= TASK PROMPT =
Rewrite every item below with "Return" changed to "Give" and nothing else altered, and leave the pictures out.

= DATA FOR THIS EXERCISE =
>> START

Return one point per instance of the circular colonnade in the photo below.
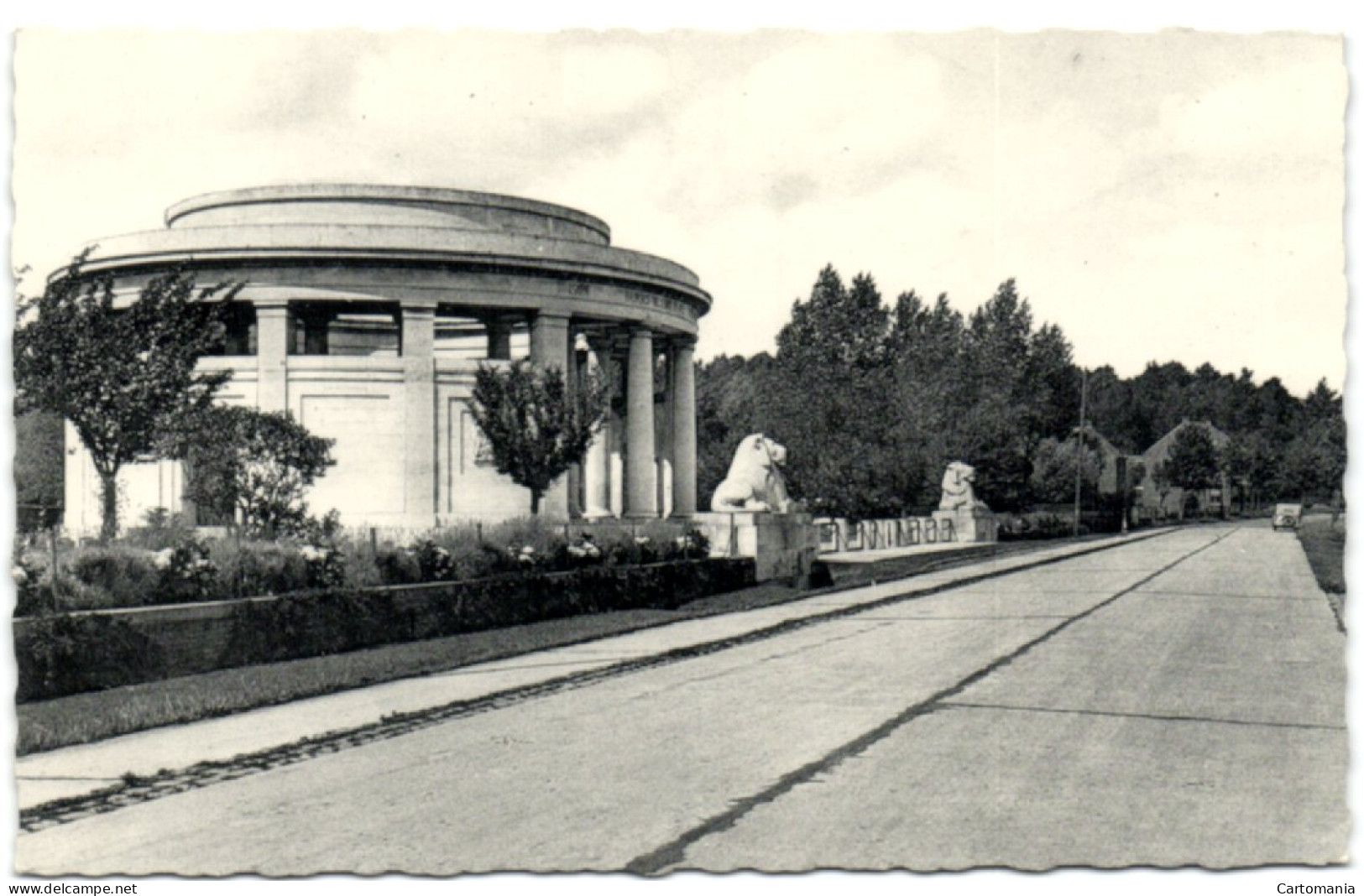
(366, 313)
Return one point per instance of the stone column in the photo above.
(683, 427)
(596, 466)
(419, 407)
(550, 348)
(640, 498)
(574, 475)
(272, 353)
(550, 341)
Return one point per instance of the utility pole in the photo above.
(1079, 451)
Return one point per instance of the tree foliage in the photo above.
(536, 425)
(118, 368)
(873, 401)
(1053, 470)
(39, 470)
(255, 466)
(1194, 461)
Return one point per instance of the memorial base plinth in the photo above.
(781, 544)
(969, 525)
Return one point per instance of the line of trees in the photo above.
(124, 372)
(873, 400)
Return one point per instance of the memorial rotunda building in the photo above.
(366, 311)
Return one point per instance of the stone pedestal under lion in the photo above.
(753, 516)
(962, 510)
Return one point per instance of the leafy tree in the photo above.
(535, 425)
(39, 470)
(257, 464)
(1314, 460)
(1193, 462)
(827, 401)
(118, 370)
(1053, 470)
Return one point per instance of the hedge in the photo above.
(69, 654)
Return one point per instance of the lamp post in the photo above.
(1079, 451)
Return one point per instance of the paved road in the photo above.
(1168, 702)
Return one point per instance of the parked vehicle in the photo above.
(1287, 516)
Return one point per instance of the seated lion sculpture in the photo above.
(755, 481)
(959, 488)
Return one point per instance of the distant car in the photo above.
(1287, 516)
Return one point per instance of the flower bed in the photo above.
(67, 654)
(167, 564)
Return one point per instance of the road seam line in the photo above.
(135, 789)
(1309, 726)
(674, 852)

>> END

= TASK RESPONSE =
Give one point per instance of the circular colonnade in the photo below.
(366, 313)
Give one point per instance of the stone column in the photo above.
(683, 427)
(596, 466)
(419, 407)
(550, 348)
(640, 498)
(574, 475)
(272, 353)
(550, 341)
Give one point per instance of the utility pole in the photo above.
(1079, 451)
Give one point per instance of the tree foliage in the photo above.
(536, 425)
(118, 368)
(873, 401)
(1053, 470)
(39, 470)
(255, 466)
(1194, 461)
Give one point per instance of the memorial base plinth in the photo above.
(781, 544)
(969, 525)
Give one point per instance of the line of trees in the photo above.
(124, 372)
(873, 400)
Give one point per instance of the memorial rotunda building in the photo above.
(366, 311)
Give one point per instance of the stone pedestal under lion in the photo above.
(753, 516)
(962, 510)
Give one point per instance of the leafy tree in the photo above.
(535, 425)
(39, 470)
(257, 464)
(1314, 460)
(1193, 462)
(827, 401)
(118, 370)
(1053, 470)
Give one point per instance of the hedge in the photo above.
(69, 654)
Give one point per instance of the lamp post in the photo above.
(1079, 451)
Give one point per instance of the paved road in the photo above.
(1168, 702)
Give one point per instance of the parked vehicle in the photo above.
(1287, 516)
Give one point per instance of the seated lion sculpture in the photo above.
(755, 481)
(959, 488)
Give one point per instance of the distant car in the photo above.
(1287, 516)
Give one point per instance of the flower bed in the photo above.
(67, 654)
(167, 564)
Give one point per instance of the road seam line in the photo above.
(135, 789)
(1309, 726)
(674, 852)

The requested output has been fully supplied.